## AIM
Pick out every line in the records below that contains the string "lift", and copy each one. Matching is case-sensitive.

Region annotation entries
-- -- --

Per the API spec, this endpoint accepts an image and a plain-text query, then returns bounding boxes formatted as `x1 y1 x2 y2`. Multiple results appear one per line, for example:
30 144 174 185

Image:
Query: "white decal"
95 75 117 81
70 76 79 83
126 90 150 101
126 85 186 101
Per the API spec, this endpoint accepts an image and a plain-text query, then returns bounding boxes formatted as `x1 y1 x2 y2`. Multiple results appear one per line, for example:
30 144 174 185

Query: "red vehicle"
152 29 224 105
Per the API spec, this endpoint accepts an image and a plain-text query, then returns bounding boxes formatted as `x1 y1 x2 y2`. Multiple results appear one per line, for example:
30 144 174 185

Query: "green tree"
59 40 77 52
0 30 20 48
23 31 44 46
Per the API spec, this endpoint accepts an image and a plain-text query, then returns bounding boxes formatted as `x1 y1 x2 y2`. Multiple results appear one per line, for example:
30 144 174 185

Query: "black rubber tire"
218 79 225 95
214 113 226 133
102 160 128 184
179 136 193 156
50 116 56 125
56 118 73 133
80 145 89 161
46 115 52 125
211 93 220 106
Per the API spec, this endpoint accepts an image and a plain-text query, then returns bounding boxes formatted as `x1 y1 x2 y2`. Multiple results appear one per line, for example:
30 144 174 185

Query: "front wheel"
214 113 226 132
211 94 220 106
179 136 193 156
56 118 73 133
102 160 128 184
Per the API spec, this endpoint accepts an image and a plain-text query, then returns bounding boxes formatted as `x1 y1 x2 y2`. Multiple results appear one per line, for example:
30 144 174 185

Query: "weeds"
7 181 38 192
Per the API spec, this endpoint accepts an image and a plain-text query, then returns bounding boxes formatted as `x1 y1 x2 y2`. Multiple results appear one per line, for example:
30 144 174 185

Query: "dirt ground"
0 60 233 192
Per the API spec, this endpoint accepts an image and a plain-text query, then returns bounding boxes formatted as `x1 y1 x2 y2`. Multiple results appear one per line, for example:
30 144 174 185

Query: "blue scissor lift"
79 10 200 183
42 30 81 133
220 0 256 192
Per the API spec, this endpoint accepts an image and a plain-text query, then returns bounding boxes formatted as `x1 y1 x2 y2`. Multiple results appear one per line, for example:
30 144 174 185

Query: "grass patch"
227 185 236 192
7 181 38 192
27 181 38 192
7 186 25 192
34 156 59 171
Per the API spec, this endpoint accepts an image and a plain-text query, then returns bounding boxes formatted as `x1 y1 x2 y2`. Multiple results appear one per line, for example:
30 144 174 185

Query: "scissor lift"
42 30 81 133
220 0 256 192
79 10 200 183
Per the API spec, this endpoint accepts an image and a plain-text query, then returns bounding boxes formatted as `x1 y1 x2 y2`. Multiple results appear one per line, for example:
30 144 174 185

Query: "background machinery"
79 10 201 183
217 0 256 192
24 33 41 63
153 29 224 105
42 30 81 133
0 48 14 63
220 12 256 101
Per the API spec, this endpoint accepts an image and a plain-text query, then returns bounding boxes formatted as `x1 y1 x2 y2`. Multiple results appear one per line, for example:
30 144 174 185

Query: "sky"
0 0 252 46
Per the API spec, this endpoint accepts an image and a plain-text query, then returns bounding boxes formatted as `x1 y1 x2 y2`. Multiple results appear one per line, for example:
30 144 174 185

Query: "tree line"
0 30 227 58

-- -- --

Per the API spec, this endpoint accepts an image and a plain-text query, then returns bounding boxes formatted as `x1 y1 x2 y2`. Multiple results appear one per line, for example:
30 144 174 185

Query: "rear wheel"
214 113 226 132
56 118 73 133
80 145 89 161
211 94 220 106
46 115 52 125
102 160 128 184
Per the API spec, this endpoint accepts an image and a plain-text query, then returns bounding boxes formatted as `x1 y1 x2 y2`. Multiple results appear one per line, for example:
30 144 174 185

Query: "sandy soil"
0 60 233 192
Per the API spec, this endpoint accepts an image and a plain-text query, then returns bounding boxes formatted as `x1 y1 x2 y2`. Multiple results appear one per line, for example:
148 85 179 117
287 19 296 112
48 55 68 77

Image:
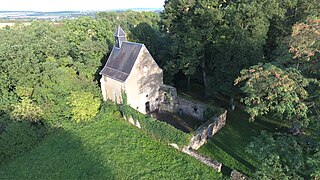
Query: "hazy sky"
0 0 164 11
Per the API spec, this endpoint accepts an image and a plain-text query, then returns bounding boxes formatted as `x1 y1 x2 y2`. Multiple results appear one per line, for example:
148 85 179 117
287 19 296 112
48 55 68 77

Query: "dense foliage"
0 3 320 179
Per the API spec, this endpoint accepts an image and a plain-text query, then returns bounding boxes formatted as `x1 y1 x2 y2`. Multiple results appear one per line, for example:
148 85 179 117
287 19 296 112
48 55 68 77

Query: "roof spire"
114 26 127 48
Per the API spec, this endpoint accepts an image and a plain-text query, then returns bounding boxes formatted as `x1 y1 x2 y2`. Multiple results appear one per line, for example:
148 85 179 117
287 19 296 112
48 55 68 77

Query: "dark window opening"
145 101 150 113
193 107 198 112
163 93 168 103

-- -- --

## WRITTEN RESPONSE
Query: "blue scissor lift"
Query: "scissor lift"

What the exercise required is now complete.